**DIRECTIONS**:
• 1. Please answer these questions about the text on the Great Awokening:
(a) Who lost his position as opinion editor of the New York Times?
(b) What headline forced the editor of the Philadelphia Inquirer to resign?
(c) What did W Ajax Peris read aloud in class?
• 2. In the text on the Great Awokening, change "UCLA" to "the University of California, Los Angeles" in everything from "W Ajax Peris, an" down to "of George Floyd.", and write out that part.
• 3. Carry on the text on the Great Awokening from where it stops.

Across the West, a new religious movement is unfolding. This “Great Awokening” professes high ideals in terms that are dangerous to dispute. Anyone who declines to “believe all women” will appear sexist. Anyone who dissents from the movement’s account of racism will appear to deny that “black lives matter”. A few weeks ago, at a rally outside the mayor’s mansion in New York, I witnessed the new liturgy. The overwhelmingly white crowd did a political call-and-response, reciting their new creed. After 8 minutes and 46 seconds of silence, those who felt so moved could approach the microphone and say their piece. I had attended anti-Iraq War protests in Washington, DC in 2002 and 2003. This felt less like them than like a Quaker meeting.
Peaceful as this new faith can seem, deviations from it are harshly punished. James Bennet lost his position as opinion editor of the New York Times after his section ran a column by Senator Tom Cotton urging the use of military force to stop riots and looting (not peaceful protest). The editor of the Philadelphia Inquirer was forced to resign over the headline “Buildings Matter, Too”.
Now the nation’s papers seem anxious to remain on the right side of the mob. The Washington Post published an article on the tasteless costume one woman had worn to a party hosted by Post cartoonist Tom Toles. The long, detailed story had no news value. It was framed in such a way as to deflect blame from Toles and the Post. (A story in New York magazine suggested that the Post may have sought to forestall more critical coverage elsewhere by “getting out ahead of the story”.) Predictably, the woman was fired.
A few days later, the popular pseudonymous blogger Scott Alexander, who has eccentric (some might say conservative) politics, announced that he was shutting down his blog to prevent the New York Times from publishing his identity, something that could lead to his firing. Charles Fain Lehman of the Washington Free Beacon wrote that this “doxxing” was possibly “retribution for [Alexander’s] criticisms of modern progressivism”.
W Ajax Peris, an untenured lecturer at UCLA, was placed under investigation for reading Martin Luther King Jr’s “Letter from Birmingham Jail” aloud in class. Some students were offended that it included the n-word. Gordon Klein, another professor at UCLA, was put on leave after refusing a student’s request to cancel finals in all but name because of the death of George Floyd.

**DATA**:
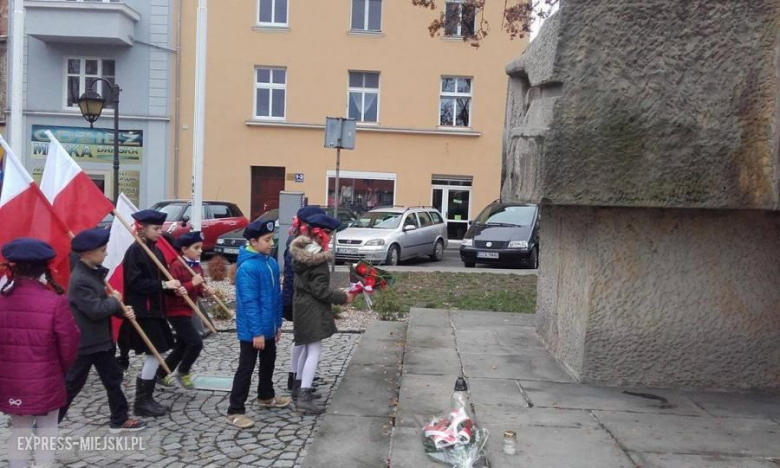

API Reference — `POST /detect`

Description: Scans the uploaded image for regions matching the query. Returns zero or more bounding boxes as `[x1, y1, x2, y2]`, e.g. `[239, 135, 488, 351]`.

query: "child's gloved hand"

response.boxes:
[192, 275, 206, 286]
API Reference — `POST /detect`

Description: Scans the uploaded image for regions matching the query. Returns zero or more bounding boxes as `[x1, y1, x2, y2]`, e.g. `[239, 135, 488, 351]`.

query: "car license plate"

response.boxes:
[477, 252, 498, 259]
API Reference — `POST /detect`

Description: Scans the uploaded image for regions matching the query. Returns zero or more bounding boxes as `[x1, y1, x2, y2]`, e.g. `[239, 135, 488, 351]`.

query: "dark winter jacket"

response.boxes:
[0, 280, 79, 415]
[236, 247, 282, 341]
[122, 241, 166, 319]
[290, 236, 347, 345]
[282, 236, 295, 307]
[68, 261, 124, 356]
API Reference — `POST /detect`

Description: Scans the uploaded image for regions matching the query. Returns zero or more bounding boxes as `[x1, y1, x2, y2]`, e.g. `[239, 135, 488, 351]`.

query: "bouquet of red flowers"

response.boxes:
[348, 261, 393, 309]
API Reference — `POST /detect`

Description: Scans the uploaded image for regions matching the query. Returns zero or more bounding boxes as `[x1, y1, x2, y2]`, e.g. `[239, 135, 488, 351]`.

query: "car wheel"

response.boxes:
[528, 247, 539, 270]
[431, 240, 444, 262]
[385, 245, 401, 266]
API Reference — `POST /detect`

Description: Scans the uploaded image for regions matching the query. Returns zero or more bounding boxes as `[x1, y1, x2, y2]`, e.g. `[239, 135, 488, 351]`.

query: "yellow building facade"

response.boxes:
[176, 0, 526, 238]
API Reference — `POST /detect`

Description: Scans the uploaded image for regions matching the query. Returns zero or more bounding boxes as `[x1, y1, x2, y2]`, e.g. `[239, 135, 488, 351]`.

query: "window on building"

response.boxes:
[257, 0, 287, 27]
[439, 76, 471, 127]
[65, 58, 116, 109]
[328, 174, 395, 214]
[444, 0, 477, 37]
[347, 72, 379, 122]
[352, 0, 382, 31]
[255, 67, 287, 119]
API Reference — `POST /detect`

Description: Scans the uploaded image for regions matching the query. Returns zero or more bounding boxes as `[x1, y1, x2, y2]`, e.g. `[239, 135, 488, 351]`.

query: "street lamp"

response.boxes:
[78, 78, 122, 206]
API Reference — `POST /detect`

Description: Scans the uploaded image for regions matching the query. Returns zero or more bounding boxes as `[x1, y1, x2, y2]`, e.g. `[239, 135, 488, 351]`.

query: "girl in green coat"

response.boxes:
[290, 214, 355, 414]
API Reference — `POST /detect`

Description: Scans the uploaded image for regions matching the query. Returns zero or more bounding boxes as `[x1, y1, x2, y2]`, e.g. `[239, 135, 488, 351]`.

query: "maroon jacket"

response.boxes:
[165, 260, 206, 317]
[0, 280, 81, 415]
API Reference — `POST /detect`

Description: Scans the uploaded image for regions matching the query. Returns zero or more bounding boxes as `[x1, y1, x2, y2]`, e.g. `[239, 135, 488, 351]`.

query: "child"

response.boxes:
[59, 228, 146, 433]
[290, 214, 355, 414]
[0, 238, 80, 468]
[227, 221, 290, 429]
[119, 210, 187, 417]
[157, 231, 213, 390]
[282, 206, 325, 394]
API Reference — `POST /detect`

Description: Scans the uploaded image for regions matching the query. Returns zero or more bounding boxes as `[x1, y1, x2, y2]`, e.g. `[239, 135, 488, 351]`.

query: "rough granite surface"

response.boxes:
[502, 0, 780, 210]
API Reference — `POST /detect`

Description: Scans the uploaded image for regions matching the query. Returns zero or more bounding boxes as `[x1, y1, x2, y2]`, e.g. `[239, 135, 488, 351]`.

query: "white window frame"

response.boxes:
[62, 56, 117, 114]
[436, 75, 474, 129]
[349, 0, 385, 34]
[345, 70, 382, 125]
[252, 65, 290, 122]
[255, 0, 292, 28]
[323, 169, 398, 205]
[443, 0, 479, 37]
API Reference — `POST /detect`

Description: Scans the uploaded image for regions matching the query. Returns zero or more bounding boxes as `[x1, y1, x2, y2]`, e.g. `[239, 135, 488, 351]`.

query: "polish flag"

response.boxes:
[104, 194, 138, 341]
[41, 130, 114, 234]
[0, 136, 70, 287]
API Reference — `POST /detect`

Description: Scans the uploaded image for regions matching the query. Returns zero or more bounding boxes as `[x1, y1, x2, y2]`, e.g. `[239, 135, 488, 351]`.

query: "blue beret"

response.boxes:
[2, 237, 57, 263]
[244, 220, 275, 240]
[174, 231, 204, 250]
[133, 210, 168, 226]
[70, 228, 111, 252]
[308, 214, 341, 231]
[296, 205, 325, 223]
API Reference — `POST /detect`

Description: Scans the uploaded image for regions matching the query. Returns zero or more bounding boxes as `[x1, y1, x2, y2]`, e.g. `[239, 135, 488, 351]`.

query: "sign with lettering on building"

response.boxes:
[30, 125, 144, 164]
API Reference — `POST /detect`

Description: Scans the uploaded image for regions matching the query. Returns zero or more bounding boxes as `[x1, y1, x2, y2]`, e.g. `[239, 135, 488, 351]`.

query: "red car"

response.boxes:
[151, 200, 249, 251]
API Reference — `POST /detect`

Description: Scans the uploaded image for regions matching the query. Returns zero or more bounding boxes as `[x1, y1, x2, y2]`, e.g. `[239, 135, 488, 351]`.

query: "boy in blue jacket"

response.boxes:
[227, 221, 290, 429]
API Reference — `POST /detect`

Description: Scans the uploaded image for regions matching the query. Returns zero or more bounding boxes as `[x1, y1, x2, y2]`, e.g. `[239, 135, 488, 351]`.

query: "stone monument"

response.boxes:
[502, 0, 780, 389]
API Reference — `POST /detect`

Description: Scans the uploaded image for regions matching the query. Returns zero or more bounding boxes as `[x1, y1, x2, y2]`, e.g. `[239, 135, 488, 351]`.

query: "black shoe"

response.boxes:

**ANSWERS FOR THIS EXERCISE**:
• 1.
(a) James Bennet
(b) "Buildings Matter, Too"
(c) Martin Luther King Jr's "Letter from Birmingham Jail"

• 2.
W Ajax Peris, an untenured lecturer at the University of California, Los Angeles, was placed under investigation for reading Martin Luther King Jr’s “Letter from Birmingham Jail” aloud in class. Some students were offended that it included the n-word. Gordon Klein, another professor at the University of California, Los Angeles, was put on leave after refusing a student’s request to cancel finals in all but name because of the death of George Floyd.

• 3.
The punitive atmosphere is not confined to the nation’s newspapers and universities. Random citizens are accused of racism in viral videos that lack context or fact-checking. In one, a woman cries in agony, covering her face and licence plate. She knows that her life and career are about to be destroyed. A man claimed that she flipped him off and said the n-word, but no evidence is supplied.
Izabella Tabarovsky, a Russian-born writer who works as a researcher at the Wilson Center, compares the intense enforcement of this new faith to the informal systems of intellectual control once employed in the Soviet Union.
“Twitter has been used as a platform for exercises in unanimous condemnation for as long as it has existed,” Tabarovsky writes in the Jewish magazine Tablet. “But it wasn’t until the past couple of weeks that the similarity of our current culture with the Soviet practice of collective hounding presented itself to me with such stark clarity.” She focuses on the wave of denunciation that crashed over Boris Pasternak when he won the Nobel Prize in literature. Nikita Khrushchev was only partly to blame; the literary establishment also willingly joined in the campaign. This is the most sobering fact of the whole affair. It is one thing if government officials conspire to destroy an innocent man and his art. It is another entirely when people who purport to represent something higher – in this case, Art with a capital A – join in that persecution or look the other way.
Pasternak’s case is a reminder that men dedicated to high ideals have a special duty to stand against lies. This is true of the nation’s journalists, who are (despite some noble exceptions) manifestly failing in their duty. And it is especially true of the Church.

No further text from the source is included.